───── Selected excerpt

Communities are the atomic elements of molecular democracy: Part 1

In this series of four blogs I’d like to think about active citizenship and democracy. In this regard, I will not be writing about:

  1. How we can use civic muscle and our precious collective efforts to change a disinterested technocratic elite, fired by the moral mission of “society’s best and brightest in service to its most needy”.
  2. Reforming systems, or how we can get our leaders to be better leaders, or even how we can lobby for better policies or legislative frameworks.
  3. Getting more people to vote.

Nor will I be…

  1. Talking about volunteering.

Though clearly all of the above are important.

So in the realm of active citizenship and democracy, what’s left? Well, when democracy is framed in government-centric terms, very little is left. However, when democracy is framed in citizen-centred terms, the field of discussion opens up significantly.

To my mind this is the central challenge facing democracy today. A vision of democracy that puts citizens at the centre and puts governments, technocracy and corporates in the servant’s quarters. A democracy that attends to eco instead of ego, is a distant one. When compared to our current versions of democracy, it is clear we have a long and difficult road ahead if this vision is to be enacted. Yet, as I understand, this is the foundational premise of deep democracy.

July3 blog_01

Walt Whitman ©Wikipedia

Hence why Walt Whitman had this to say: “We have frequently printed the word Democracy. Yet I cannot too often repeat that it is a word the real gist of which still sleeps…a great word whose history, I suppose, remains unwritten because that history has yet to be enacted.”

Any hope for more citizen-centred democracy exists to the backdrop of a dominant narrative in the twentieth-first century that has all too often devalued, demeaned and condescended to the talents and tacit knowledge of un-credentialed people. That is, people who primarily describe themselves as “I’m just from around here”, or “I’m just a volunteer”.

Yet, our current map of democratic society has led us down a moral, political, and economic cul-de-sac. And so our first task as citizens is to recognise the map is not the territory. The second is to ensure we are the cartographers of the future; and the third task is to get out of the cul-de-sac. In truth, I’m agnostic about what order people chose to follow. The primary error of this map is the institutional assumption which leads us to believe that the only way things are going to get better is if an outside expert or agency comes in to make our lives and communities better.

──────────
───── Data rows

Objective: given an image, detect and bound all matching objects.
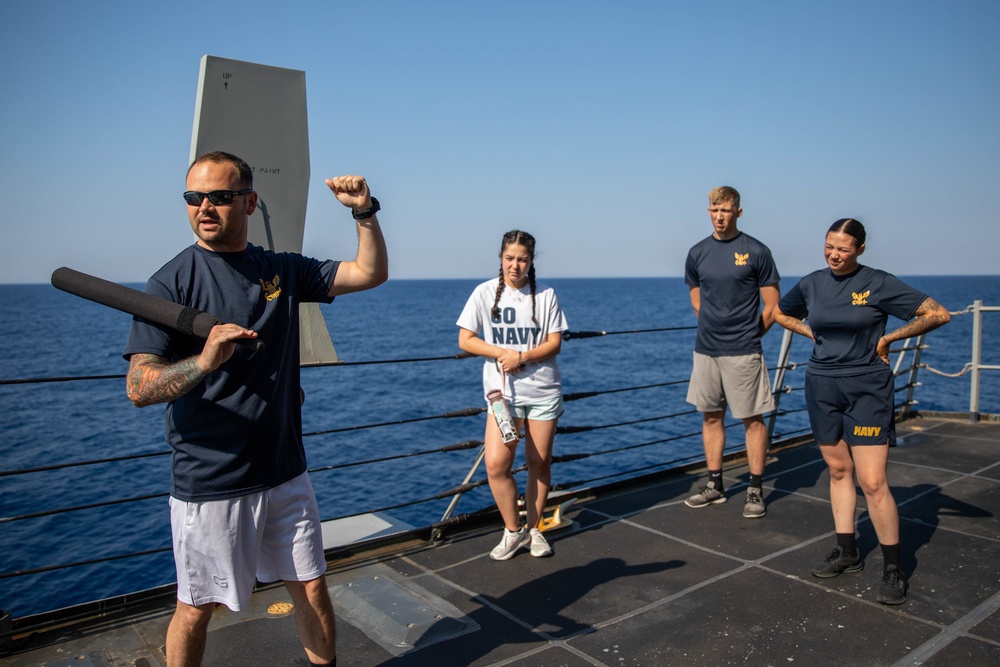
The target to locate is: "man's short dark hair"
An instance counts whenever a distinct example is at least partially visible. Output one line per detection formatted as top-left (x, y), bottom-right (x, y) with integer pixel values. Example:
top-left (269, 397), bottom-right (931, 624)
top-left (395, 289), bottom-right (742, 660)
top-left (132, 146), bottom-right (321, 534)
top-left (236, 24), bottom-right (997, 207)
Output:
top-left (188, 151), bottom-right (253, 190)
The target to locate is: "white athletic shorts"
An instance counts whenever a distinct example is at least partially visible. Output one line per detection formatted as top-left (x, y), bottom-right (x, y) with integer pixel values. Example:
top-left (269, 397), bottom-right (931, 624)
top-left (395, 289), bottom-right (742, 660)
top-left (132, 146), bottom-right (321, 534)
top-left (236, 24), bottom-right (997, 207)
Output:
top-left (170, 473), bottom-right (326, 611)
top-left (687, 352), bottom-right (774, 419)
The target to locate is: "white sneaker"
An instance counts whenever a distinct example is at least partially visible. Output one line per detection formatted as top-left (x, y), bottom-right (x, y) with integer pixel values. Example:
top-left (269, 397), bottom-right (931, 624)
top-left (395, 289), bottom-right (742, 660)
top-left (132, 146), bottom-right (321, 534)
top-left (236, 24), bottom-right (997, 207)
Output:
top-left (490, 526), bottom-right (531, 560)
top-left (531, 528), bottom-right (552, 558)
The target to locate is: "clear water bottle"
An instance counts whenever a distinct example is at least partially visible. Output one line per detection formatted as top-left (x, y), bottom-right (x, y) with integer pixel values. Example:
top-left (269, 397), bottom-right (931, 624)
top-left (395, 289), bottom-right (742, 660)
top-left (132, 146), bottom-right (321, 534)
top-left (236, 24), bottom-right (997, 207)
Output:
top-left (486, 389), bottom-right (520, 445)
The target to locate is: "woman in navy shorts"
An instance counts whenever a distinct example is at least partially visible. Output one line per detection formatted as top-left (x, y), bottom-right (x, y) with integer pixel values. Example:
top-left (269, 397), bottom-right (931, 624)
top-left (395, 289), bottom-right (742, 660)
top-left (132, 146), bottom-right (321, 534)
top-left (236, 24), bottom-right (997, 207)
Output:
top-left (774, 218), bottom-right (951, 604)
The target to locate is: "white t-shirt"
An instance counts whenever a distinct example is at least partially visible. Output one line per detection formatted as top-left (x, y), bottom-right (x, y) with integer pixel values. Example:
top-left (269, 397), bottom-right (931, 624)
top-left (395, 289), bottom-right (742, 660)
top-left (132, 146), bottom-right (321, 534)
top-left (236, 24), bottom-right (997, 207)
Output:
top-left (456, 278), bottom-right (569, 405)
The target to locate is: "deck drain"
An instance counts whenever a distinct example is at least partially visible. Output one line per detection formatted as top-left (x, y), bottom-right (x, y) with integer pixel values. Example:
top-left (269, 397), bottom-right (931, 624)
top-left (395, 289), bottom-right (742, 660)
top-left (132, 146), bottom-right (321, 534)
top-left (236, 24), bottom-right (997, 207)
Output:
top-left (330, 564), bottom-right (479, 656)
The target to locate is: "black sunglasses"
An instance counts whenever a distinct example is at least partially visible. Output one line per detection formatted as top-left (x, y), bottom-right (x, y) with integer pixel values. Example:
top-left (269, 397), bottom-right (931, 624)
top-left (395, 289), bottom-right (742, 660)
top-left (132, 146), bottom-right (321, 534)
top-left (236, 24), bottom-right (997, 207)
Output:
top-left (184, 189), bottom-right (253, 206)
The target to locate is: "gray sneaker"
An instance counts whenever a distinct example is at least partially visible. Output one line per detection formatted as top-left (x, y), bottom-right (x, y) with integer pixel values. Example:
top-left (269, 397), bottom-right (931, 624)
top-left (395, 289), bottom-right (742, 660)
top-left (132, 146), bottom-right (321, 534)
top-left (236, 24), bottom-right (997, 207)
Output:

──────────

*Brief 1*. From the blog post on citizen-centred democracy, can you reproduce the stretch from "2. Reforming systems, or" through "people to vote." word for word?
*Brief 2*. How would the blog post on citizen-centred democracy go on after its final sentence? Write the continuation.

*Expected output 1*.
2. Reforming systems, or how we can get our leaders to be better leaders, or even how we can lobby for better policies or legislative frameworks.
  3. Getting more people to vote.

*Expected output 2*.
The sad but liberating fact is that social change hardly ever works that way. It is very, very rarely a unilaterally top-down affair. Added to that, the assumption that our wellbeing, knowledge, safety and economic wellbeing are unilaterally in the hands of technocrats is utterly unscientific. Let’s take the determinants of health and wellbeing as a case in point. Epidemiology enumerates the primary determinants of wellbeing as:

  • Personal behaviour/agency.
  • Social networks.
  • Economic status.
  • Environmental conditions.

A democracy defined in those terms is necessarily citizen-centred, not Government-centric, since evidentially what drives our wellbeing is primarily (though not exclusively) determined by community assets, not institutional interventions. The same is true for justice, wisdom and care. These are not commodities that a state, non-profit organisations or for-profit institutions, manufacture and we consume.

The effective state (what some call the Enabling State and what I have come to call the Altered State) establishes institutions and supports professionals who understand that their job is to support citizen-led invention, and not to be the inventors. The effective state recognises that civil society does not in fact expand commensurate with the number of citizens needs addressed by the state, but to the extent that people’s assets are connected and expressed in free space. Freedom of expression and free association therefore become enacted as the basic nucleus from which society grows, needs are tended to wherever possible by communities in the first instance, and latterly by agencies when communities no longer can or never could. And so, in this way, associations are the effective nest from which institutions are hatched to do what citizens cannot do alone.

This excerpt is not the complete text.